* START DATASET RECORDS *

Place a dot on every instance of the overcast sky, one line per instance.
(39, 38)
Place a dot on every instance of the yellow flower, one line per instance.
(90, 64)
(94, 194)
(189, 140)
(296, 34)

* END DATASET RECORDS *

INSTRUCTIONS FOR THE TASK
Copy all of the items above, reproducing each line without any change.

OUTPUT
Place a dot on every instance of the overcast sky, one line per instance.
(39, 38)
Place a dot on every instance of the yellow flower, one line per instance.
(90, 64)
(94, 194)
(189, 140)
(296, 34)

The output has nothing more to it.